— Your objective —
Convert every line of the items below into a Markdown table with the columns Row and Line. Put the row number in Row and the line's text in Line, and leave out blank lines.

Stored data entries
┌──
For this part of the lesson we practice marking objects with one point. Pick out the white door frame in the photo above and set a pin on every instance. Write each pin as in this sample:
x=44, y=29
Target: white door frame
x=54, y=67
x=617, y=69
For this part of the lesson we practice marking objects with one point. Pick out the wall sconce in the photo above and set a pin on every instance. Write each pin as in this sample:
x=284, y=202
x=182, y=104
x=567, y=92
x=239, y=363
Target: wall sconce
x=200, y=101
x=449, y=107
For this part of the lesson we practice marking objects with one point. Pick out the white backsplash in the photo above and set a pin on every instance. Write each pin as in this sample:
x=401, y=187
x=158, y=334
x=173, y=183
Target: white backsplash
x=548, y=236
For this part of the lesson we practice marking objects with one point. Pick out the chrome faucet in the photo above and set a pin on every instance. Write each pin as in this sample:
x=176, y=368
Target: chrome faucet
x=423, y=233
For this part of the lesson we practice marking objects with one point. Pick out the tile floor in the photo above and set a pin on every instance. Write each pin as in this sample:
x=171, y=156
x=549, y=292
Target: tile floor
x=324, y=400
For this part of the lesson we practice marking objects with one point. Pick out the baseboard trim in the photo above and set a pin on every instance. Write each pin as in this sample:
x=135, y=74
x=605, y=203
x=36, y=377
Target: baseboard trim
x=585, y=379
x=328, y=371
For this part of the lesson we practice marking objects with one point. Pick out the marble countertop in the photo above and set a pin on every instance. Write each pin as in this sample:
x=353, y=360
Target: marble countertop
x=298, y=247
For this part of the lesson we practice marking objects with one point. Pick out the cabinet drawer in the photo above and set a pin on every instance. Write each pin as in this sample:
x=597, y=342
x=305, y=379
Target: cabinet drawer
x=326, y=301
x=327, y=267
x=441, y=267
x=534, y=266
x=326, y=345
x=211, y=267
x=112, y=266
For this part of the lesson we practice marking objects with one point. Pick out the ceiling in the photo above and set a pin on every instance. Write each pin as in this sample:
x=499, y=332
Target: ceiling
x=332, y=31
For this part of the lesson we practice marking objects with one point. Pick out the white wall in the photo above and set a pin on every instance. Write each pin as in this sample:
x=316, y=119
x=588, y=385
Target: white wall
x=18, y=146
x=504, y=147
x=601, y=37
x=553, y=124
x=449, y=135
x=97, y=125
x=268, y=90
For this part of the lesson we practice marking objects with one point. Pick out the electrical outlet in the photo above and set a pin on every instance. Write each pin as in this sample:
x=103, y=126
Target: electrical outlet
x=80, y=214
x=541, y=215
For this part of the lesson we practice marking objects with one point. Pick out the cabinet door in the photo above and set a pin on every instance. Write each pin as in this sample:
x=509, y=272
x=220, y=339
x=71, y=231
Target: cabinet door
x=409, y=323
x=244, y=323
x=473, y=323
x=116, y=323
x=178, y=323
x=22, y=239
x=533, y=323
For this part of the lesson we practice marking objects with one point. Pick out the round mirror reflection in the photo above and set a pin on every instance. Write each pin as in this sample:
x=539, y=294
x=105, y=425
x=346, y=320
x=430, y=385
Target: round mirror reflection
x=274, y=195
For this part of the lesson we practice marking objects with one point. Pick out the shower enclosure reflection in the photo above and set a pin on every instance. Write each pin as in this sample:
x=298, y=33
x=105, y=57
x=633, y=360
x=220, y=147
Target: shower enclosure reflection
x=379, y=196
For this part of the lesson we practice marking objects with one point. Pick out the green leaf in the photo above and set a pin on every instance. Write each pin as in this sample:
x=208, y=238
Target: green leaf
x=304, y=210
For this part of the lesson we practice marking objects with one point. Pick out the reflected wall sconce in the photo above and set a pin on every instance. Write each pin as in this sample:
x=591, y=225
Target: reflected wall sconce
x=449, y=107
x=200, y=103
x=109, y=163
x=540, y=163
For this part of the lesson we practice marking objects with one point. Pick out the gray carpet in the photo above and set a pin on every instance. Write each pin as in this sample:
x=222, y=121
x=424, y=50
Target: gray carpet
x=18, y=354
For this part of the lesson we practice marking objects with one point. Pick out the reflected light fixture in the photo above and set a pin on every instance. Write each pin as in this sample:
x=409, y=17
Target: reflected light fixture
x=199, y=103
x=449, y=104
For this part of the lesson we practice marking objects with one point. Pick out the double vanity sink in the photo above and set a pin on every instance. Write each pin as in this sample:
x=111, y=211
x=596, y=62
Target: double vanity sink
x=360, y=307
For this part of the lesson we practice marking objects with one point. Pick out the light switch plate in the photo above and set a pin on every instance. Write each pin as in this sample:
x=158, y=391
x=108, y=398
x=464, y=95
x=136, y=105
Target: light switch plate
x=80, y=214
└──
— Exercise response —
| Row | Line |
|---|---|
| 1 | For this part of the lesson we practice marking objects with one point. Pick out the white door frame in the photo above and set a pin on every instance. Write each pin as in this sample: |
| 2 | x=44, y=29 |
| 3 | Target: white door frame |
| 4 | x=54, y=67 |
| 5 | x=617, y=69 |
| 6 | For this part of the lesson we practice marking objects with one point. Pick out the wall sconce in the photo above and set a pin on every instance. Write each pin as in this sample: |
| 7 | x=284, y=202 |
| 8 | x=182, y=104 |
| 9 | x=567, y=92 |
| 10 | x=239, y=363 |
| 11 | Target: wall sconce |
| 12 | x=200, y=101 |
| 13 | x=449, y=107 |
| 14 | For this part of the lesson we practice marking objects with one point. Pick out the white backsplash in the photo above and set a pin on every instance. Write each pin as in this sample: |
| 15 | x=401, y=187 |
| 16 | x=158, y=334 |
| 17 | x=173, y=183 |
| 18 | Target: white backsplash |
| 19 | x=548, y=236 |
| 20 | For this part of the lesson we practice marking objects with one point. Pick out the chrome faucet in the photo above and set a pin on every instance. Write each pin as in this sample: |
| 21 | x=176, y=368 |
| 22 | Target: chrome faucet |
| 23 | x=423, y=233 |
| 24 | For this part of the lesson we practice marking objects with one point. Pick out the tile floor in the photo above and set a pin on every instance. Write each pin as in this sample: |
| 25 | x=171, y=156 |
| 26 | x=549, y=292 |
| 27 | Target: tile floor |
| 28 | x=324, y=400 |
| 29 | For this part of the lesson we practice marking objects with one point. Pick out the baseboard trim in the photo above and set a pin on every instance. Write each pin as in this sample: |
| 30 | x=135, y=74 |
| 31 | x=605, y=203 |
| 32 | x=36, y=377 |
| 33 | Target: baseboard trim |
| 34 | x=585, y=379 |
| 35 | x=328, y=371 |
| 36 | For this part of the lesson we practice marking objects with one point. Pick out the marble countertop in the photo above and set a pin on every instance. Write each pin as in this sample: |
| 37 | x=353, y=360 |
| 38 | Target: marble countertop |
| 39 | x=298, y=247 |
| 40 | For this part of the lesson we practice marking objects with one point. Pick out the cabinet drawer in the photo above and set a pin on every instance. Write each pin as in this sample: |
| 41 | x=597, y=342 |
| 42 | x=305, y=379 |
| 43 | Target: cabinet drawer |
| 44 | x=326, y=301 |
| 45 | x=327, y=267 |
| 46 | x=441, y=267 |
| 47 | x=534, y=266 |
| 48 | x=326, y=345 |
| 49 | x=211, y=267 |
| 50 | x=112, y=266 |
| 51 | For this part of the lesson we practice marking objects with one point. Pick out the ceiling in the photo above and set a pin on every instance. Write each pin as in this sample: |
| 52 | x=499, y=332 |
| 53 | Target: ceiling |
| 54 | x=332, y=31 |
| 55 | For this part of the lesson we practice marking objects with one point. Pick out the white wall in the photo above and set a pin on every instance. Write each pin as in this sample: |
| 56 | x=316, y=119 |
| 57 | x=588, y=385 |
| 58 | Target: white wall |
| 59 | x=18, y=146 |
| 60 | x=504, y=147 |
| 61 | x=601, y=37 |
| 62 | x=553, y=124 |
| 63 | x=449, y=135 |
| 64 | x=97, y=125 |
| 65 | x=268, y=90 |
| 66 | For this part of the lesson we practice marking objects with one point. Pick out the electrical outlet in the photo above and set a pin on every instance. Write each pin as in this sample: |
| 67 | x=103, y=126 |
| 68 | Target: electrical outlet |
| 69 | x=80, y=214 |
| 70 | x=541, y=215 |
| 71 | For this part of the lesson we practice marking objects with one point. Pick out the cabinet door in the photo above and set a pin on every instance. Write each pin as in this sample: |
| 72 | x=509, y=272 |
| 73 | x=220, y=339 |
| 74 | x=71, y=231 |
| 75 | Target: cabinet door |
| 76 | x=409, y=323 |
| 77 | x=244, y=323 |
| 78 | x=473, y=323 |
| 79 | x=116, y=323 |
| 80 | x=178, y=323 |
| 81 | x=22, y=239 |
| 82 | x=533, y=323 |
| 83 | For this part of the lesson we practice marking objects with one point. Pick out the round mirror reflection in the photo above and set a pin on every instance. Write each pin as in this sample: |
| 84 | x=539, y=294 |
| 85 | x=105, y=425 |
| 86 | x=346, y=320 |
| 87 | x=430, y=385 |
| 88 | Target: round mirror reflection |
| 89 | x=274, y=195 |
| 90 | For this part of the lesson we practice marking objects with one point. Pick out the shower enclosure reflection in the photo above and set a pin on every instance. Write each pin as in this sample: |
| 91 | x=298, y=33 |
| 92 | x=105, y=57 |
| 93 | x=633, y=360 |
| 94 | x=220, y=147 |
| 95 | Target: shower enclosure reflection |
| 96 | x=379, y=196 |
| 97 | For this part of the lesson we practice marking objects with one point. Pick out the green leaf in the photo above and set a pin on every instance. Write each pin as in this sample: |
| 98 | x=208, y=238 |
| 99 | Target: green leaf |
| 100 | x=304, y=210 |
| 101 | For this part of the lesson we practice marking objects with one point. Pick out the reflected wall sconce in the photo above and set a pin on every instance. Write each pin as in this sample: |
| 102 | x=591, y=225 |
| 103 | Target: reflected wall sconce |
| 104 | x=449, y=107 |
| 105 | x=200, y=103 |
| 106 | x=109, y=163 |
| 107 | x=540, y=163 |
| 108 | For this part of the lesson we practice marking objects with one point. Pick out the gray carpet in the photo above and set a pin on every instance. Write each pin as in this sample: |
| 109 | x=222, y=121 |
| 110 | x=424, y=50 |
| 111 | Target: gray carpet |
| 112 | x=18, y=354 |
| 113 | For this part of the lesson we practice marking objects with one point. Pick out the reflected light fixture in the photo above and set a pin on every instance. Write each pin as in this sample: |
| 114 | x=409, y=17 |
| 115 | Target: reflected light fixture |
| 116 | x=199, y=103 |
| 117 | x=449, y=104 |
| 118 | For this part of the lesson we practice marking objects with one point. Pick out the double vanity sink in the photo above and set a pin on every instance. Write each pin as in this sample: |
| 119 | x=111, y=211 |
| 120 | x=596, y=62 |
| 121 | Target: double vanity sink |
| 122 | x=360, y=307 |
| 123 | For this part of the lesson we practice marking objects with one point. Pick out the light switch plate in the photo above and set a pin on every instance. Write each pin as in this sample: |
| 124 | x=158, y=391 |
| 125 | x=108, y=398 |
| 126 | x=464, y=95 |
| 127 | x=136, y=105 |
| 128 | Target: light switch plate |
| 129 | x=80, y=214 |